> [Written task]:
Copy out all of the records below line for line, without any changes. Leave the pictures out.

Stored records
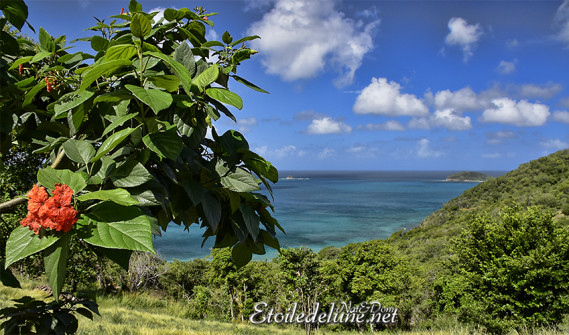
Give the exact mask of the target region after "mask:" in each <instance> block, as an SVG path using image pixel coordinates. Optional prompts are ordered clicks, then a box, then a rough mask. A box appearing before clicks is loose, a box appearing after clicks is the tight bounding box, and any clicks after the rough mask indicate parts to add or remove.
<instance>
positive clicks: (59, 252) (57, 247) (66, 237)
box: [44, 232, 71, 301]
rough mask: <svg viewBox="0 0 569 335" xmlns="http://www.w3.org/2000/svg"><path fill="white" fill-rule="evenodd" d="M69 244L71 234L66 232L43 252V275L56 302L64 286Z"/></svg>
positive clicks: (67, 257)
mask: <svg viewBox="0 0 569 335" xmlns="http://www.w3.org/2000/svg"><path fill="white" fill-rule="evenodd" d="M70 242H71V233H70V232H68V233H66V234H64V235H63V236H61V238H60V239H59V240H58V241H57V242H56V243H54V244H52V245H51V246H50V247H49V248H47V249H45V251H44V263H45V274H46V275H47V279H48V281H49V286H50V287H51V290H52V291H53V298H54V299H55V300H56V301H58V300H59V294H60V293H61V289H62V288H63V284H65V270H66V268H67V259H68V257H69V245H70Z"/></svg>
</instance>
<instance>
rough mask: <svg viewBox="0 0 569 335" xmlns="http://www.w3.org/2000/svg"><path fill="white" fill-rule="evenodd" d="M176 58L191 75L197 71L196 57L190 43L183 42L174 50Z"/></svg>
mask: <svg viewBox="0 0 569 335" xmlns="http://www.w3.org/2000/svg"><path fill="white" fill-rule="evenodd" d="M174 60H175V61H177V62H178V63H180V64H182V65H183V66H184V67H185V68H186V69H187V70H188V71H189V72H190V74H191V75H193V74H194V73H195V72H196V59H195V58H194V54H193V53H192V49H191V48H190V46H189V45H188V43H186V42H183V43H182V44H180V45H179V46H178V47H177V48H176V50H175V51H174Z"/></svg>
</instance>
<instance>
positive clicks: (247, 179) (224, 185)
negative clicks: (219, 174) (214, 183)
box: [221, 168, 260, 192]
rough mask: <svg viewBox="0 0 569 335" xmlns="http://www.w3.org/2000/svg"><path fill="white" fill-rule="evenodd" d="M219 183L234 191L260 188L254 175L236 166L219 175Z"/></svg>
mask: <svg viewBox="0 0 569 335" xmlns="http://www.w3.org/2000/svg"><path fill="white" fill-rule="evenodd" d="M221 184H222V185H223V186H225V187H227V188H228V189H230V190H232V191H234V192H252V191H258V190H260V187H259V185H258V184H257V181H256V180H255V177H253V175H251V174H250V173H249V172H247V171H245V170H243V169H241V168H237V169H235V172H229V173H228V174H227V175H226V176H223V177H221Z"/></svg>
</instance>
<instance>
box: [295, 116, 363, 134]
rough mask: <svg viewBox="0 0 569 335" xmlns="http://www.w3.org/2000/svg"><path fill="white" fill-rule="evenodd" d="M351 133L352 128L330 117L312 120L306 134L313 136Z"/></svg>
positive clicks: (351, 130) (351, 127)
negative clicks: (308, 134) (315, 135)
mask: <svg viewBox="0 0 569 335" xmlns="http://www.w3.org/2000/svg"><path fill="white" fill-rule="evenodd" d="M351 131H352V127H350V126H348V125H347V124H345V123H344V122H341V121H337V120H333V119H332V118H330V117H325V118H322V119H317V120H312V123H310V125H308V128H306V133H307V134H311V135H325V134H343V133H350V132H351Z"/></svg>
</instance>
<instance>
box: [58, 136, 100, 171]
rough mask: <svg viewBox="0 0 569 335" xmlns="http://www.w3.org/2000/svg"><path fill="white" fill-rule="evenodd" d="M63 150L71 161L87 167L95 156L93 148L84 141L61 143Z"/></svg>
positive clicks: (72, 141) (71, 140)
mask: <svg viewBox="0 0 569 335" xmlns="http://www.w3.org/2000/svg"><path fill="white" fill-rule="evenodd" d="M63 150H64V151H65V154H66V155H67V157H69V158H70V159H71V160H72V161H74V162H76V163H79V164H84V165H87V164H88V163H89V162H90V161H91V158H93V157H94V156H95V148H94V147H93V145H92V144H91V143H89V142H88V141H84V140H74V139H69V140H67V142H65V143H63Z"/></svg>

> [Answer section]:
Give the exact mask of the target region after "mask:" in each <instance> block, as an SVG path using image pixel coordinates. Optional prompts are ordered clicks, then a box, then a rough mask. A box appearing before clicks is loose, a box appearing after clicks is the tight bounding box, and any clicks after the rough mask indicate parts to add or remove.
<instance>
positive clicks: (59, 252) (57, 247) (66, 237)
box: [44, 232, 71, 301]
rough mask: <svg viewBox="0 0 569 335" xmlns="http://www.w3.org/2000/svg"><path fill="white" fill-rule="evenodd" d="M69 244L71 234L66 232L43 252V275L56 302L64 286Z"/></svg>
positive clicks: (67, 257)
mask: <svg viewBox="0 0 569 335" xmlns="http://www.w3.org/2000/svg"><path fill="white" fill-rule="evenodd" d="M70 242H71V233H70V232H68V233H66V234H64V235H63V236H61V238H60V239H59V240H58V241H57V242H56V243H54V244H52V245H51V246H50V247H49V248H47V249H45V251H44V263H45V274H46V275H47V279H48V281H49V286H50V287H51V290H52V291H53V298H54V299H55V300H56V301H58V300H59V294H60V293H61V289H62V288H63V284H65V270H66V268H67V259H68V257H69V245H70Z"/></svg>
</instance>
<instance>
rough mask: <svg viewBox="0 0 569 335" xmlns="http://www.w3.org/2000/svg"><path fill="white" fill-rule="evenodd" d="M176 58L191 75L197 71L196 57L190 43L183 42L174 50Z"/></svg>
mask: <svg viewBox="0 0 569 335" xmlns="http://www.w3.org/2000/svg"><path fill="white" fill-rule="evenodd" d="M174 60H175V61H177V62H178V63H180V64H182V65H183V66H184V67H185V68H186V69H187V70H188V71H189V72H190V74H191V75H193V74H194V73H195V72H196V59H195V58H194V54H193V53H192V49H191V48H190V46H189V45H188V43H186V42H183V43H182V44H180V45H179V46H178V47H177V48H176V50H175V51H174Z"/></svg>
</instance>
<instance>
positive clicks: (247, 179) (224, 185)
negative clicks: (219, 174) (214, 183)
box: [221, 168, 260, 192]
rough mask: <svg viewBox="0 0 569 335" xmlns="http://www.w3.org/2000/svg"><path fill="white" fill-rule="evenodd" d="M219 183L234 191L260 188L254 175L236 166L219 175Z"/></svg>
mask: <svg viewBox="0 0 569 335" xmlns="http://www.w3.org/2000/svg"><path fill="white" fill-rule="evenodd" d="M221 184H222V185H223V186H225V187H227V188H228V189H230V190H232V191H234V192H252V191H258V190H260V187H259V185H258V184H257V181H256V180H255V177H253V175H251V174H250V173H249V172H247V171H245V170H243V169H241V168H237V169H235V172H229V173H228V174H227V175H226V176H223V177H221Z"/></svg>
</instance>
<instance>
box: [295, 116, 363, 134]
rough mask: <svg viewBox="0 0 569 335" xmlns="http://www.w3.org/2000/svg"><path fill="white" fill-rule="evenodd" d="M351 133L352 128L330 117L312 120L306 134L313 136Z"/></svg>
positive clicks: (351, 130) (351, 127)
negative clicks: (308, 134) (315, 135)
mask: <svg viewBox="0 0 569 335" xmlns="http://www.w3.org/2000/svg"><path fill="white" fill-rule="evenodd" d="M351 131H352V127H350V126H348V125H347V124H345V123H344V122H341V121H337V120H333V119H332V118H330V117H325V118H322V119H317V120H312V123H310V125H308V128H306V133H307V134H311V135H325V134H343V133H350V132H351Z"/></svg>
</instance>
<instance>
box: [58, 136, 100, 171]
rough mask: <svg viewBox="0 0 569 335" xmlns="http://www.w3.org/2000/svg"><path fill="white" fill-rule="evenodd" d="M63 150L71 161L87 167L95 156L93 148L84 141L61 143Z"/></svg>
positive clicks: (72, 141) (71, 140)
mask: <svg viewBox="0 0 569 335" xmlns="http://www.w3.org/2000/svg"><path fill="white" fill-rule="evenodd" d="M63 150H64V151H65V154H66V155H67V157H69V158H70V159H71V160H72V161H74V162H76V163H79V164H84V165H87V164H88V163H89V162H90V161H91V158H93V157H94V156H95V148H94V147H93V145H92V144H91V143H89V142H88V141H84V140H74V139H69V140H67V142H65V143H63Z"/></svg>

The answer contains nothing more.